### WHAT THIS TASK INVOLVES
Quote the lines of the data below verbatim, beginning at the line that contains "drop a dot on the hedgehog nose" and ending at the last line, both included, and excluding pictures.

-- begin DATASET CONTENT --

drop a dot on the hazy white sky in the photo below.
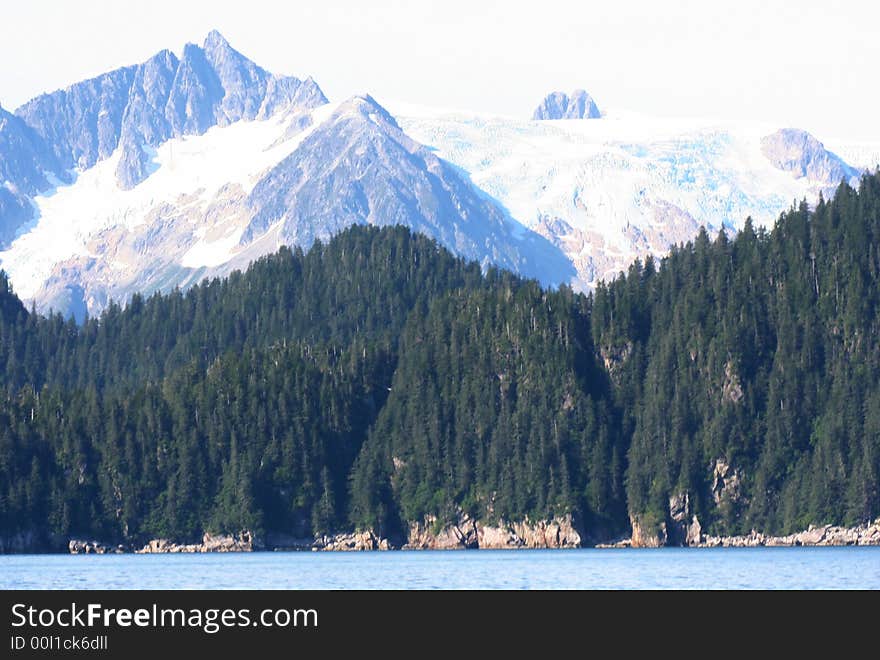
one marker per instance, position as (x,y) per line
(810,63)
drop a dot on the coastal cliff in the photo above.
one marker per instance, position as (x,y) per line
(466,533)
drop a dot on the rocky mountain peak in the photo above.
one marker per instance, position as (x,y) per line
(558,105)
(797,151)
(215,40)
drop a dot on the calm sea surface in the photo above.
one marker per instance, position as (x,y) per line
(730,568)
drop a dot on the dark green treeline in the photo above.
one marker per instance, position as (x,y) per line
(377,379)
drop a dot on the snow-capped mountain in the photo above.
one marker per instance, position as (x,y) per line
(612,190)
(154,176)
(559,105)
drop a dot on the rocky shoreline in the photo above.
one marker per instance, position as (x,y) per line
(468,533)
(813,536)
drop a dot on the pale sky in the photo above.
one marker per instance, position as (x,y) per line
(809,64)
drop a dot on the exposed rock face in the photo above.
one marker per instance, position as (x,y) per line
(555,533)
(647,536)
(81,547)
(725,482)
(796,151)
(359,167)
(26,165)
(426,535)
(694,532)
(614,357)
(241,542)
(731,390)
(826,535)
(469,533)
(558,105)
(141,106)
(353,542)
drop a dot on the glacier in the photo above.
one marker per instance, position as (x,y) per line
(155,176)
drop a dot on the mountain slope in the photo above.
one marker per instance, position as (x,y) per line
(558,105)
(612,190)
(359,168)
(379,382)
(141,106)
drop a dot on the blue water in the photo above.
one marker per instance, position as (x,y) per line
(728,568)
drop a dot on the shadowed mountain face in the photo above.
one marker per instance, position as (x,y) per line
(796,151)
(558,105)
(26,165)
(359,167)
(141,106)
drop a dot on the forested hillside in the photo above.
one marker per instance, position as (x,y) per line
(377,379)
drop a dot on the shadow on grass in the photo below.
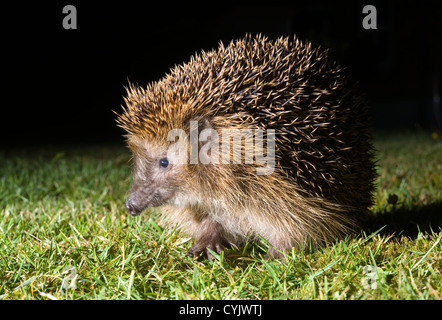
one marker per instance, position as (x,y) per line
(407,222)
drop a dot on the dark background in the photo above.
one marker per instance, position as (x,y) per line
(60,86)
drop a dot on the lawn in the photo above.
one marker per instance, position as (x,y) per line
(64,234)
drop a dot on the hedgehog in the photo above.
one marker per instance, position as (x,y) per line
(309,184)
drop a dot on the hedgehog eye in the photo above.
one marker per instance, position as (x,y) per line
(164,163)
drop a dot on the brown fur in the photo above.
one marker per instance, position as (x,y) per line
(324,174)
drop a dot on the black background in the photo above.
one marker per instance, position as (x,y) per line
(60,86)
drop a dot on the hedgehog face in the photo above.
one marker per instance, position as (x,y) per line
(155,177)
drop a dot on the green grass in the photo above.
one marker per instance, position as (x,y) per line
(64,234)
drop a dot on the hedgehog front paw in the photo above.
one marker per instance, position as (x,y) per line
(216,244)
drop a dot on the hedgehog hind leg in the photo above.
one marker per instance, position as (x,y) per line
(211,236)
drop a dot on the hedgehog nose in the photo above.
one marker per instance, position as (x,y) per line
(132,208)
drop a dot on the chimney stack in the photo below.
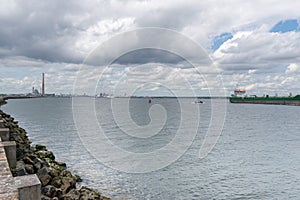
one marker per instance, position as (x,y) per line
(43,85)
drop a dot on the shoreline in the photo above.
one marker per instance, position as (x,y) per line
(57,182)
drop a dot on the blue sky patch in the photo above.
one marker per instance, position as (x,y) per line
(220,39)
(286,26)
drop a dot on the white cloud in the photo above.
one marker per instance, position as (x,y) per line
(292,68)
(55,36)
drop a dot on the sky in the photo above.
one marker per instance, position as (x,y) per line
(253,45)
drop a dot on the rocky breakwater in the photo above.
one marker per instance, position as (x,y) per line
(56,180)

-- end DATASET CONTENT --

### REPLY TO THE EXERCISE
drop a dot on the hedgehog nose in the photo above.
one marker per instance, position as (x,y) per line
(132,208)
drop a dot on the chimney stack in the photo below.
one marker per instance, position as (x,y) per line
(43,85)
drop a dot on the shoreline in the photo above.
one marker per instance, position as (x,y) per line
(57,182)
drop a dot on the blue sky patch in the photo above.
one marker per instance, position as (x,y) per line
(220,39)
(286,26)
drop a dot on the white cloud in the photo above.
one marker per instance, position as (x,y) per line
(292,68)
(55,36)
drop a dot on the sky in the photo above.
one marker per instance, position as (x,y) per line
(253,45)
drop a dot on the rocky breakwater in the photo above.
one marker per instance, position as (x,y) per line
(56,180)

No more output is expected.